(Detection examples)
-------------------------
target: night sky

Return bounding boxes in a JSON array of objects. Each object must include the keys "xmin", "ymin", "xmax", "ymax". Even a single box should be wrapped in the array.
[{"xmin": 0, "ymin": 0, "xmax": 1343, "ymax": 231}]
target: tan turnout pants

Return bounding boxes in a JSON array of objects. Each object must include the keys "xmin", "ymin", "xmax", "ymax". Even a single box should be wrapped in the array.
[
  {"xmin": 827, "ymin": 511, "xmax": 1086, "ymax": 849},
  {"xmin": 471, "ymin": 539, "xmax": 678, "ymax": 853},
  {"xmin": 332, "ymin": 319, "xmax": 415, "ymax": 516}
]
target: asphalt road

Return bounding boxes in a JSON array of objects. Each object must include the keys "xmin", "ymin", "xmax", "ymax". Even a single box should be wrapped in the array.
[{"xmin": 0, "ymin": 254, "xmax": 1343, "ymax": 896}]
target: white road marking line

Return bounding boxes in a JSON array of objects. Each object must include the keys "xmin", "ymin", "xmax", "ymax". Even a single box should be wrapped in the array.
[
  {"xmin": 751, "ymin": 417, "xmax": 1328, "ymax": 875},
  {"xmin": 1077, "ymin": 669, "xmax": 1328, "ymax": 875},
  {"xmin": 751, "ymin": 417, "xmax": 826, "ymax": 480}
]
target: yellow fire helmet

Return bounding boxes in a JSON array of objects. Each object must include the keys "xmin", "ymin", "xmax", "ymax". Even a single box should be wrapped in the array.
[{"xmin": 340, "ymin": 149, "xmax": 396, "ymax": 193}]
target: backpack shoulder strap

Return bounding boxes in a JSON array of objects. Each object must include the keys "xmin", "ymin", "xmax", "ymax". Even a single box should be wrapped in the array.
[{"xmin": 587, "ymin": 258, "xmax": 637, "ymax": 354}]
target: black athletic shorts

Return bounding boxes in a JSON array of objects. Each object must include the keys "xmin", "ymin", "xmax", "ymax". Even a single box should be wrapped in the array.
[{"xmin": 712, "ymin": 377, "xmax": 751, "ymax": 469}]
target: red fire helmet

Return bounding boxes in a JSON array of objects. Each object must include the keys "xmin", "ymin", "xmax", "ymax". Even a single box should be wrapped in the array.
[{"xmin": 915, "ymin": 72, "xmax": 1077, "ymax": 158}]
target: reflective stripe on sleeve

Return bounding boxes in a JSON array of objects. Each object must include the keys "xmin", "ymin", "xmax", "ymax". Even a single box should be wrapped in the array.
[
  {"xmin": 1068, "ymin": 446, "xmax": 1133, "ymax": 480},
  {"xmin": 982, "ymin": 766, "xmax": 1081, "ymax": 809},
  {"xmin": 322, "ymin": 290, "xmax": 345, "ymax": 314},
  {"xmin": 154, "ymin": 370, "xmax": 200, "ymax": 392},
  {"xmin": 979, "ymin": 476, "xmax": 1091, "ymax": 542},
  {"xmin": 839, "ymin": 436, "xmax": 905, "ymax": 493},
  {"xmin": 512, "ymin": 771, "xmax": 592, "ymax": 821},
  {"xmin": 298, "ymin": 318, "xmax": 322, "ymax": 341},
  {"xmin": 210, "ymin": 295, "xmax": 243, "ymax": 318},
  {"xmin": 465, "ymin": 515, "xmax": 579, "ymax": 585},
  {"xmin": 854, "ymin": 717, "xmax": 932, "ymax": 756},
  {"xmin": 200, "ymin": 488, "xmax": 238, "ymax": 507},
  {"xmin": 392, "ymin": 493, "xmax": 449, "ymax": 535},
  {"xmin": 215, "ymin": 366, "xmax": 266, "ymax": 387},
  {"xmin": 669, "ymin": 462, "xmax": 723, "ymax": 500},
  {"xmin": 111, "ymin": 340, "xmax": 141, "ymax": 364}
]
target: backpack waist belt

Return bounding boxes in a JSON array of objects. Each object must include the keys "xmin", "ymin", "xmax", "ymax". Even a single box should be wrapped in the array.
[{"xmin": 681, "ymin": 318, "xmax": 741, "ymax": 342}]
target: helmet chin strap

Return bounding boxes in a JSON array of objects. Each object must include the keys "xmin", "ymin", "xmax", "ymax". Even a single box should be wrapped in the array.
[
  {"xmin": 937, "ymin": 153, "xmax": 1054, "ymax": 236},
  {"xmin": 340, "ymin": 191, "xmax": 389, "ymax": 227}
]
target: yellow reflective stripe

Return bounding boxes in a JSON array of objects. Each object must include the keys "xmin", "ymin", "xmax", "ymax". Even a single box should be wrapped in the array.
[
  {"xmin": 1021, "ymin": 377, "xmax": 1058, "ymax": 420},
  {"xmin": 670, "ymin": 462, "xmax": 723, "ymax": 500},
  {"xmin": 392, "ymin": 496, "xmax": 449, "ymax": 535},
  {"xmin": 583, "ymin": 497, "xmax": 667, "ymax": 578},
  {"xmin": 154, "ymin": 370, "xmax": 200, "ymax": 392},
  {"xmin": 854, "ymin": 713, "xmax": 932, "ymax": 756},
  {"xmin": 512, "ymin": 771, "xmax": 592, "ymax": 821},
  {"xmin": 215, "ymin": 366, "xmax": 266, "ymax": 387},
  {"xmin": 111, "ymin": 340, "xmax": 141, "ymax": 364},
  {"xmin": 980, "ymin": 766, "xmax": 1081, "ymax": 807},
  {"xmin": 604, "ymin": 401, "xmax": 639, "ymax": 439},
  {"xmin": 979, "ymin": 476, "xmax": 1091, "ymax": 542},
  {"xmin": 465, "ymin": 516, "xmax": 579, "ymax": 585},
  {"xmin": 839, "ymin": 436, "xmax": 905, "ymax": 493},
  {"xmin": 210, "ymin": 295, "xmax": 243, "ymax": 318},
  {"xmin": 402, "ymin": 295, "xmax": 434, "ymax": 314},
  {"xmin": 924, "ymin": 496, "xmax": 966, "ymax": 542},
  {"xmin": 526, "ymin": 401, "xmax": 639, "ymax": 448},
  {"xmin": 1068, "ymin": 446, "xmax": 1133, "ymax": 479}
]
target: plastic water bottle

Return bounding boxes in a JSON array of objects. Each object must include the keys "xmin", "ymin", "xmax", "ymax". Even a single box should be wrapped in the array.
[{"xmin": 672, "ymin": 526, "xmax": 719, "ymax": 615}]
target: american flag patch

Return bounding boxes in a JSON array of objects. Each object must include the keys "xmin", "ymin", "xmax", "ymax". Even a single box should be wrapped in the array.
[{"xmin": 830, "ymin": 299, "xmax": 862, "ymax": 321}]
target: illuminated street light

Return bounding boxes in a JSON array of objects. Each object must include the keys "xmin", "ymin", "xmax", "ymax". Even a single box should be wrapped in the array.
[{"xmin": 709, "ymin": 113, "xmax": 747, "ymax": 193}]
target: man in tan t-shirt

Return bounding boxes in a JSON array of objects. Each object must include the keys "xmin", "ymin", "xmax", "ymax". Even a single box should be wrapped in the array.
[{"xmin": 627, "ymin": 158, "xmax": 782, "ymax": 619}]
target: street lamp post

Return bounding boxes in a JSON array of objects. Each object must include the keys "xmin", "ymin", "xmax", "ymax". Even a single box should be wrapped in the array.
-------------------------
> _YOUR INSTRUCTIONS_
Can you locate every line in the data above that contains the string "road", with case counting, and copy each one out?

> _FINISHED TASK_
target: asphalt road
target: white road marking line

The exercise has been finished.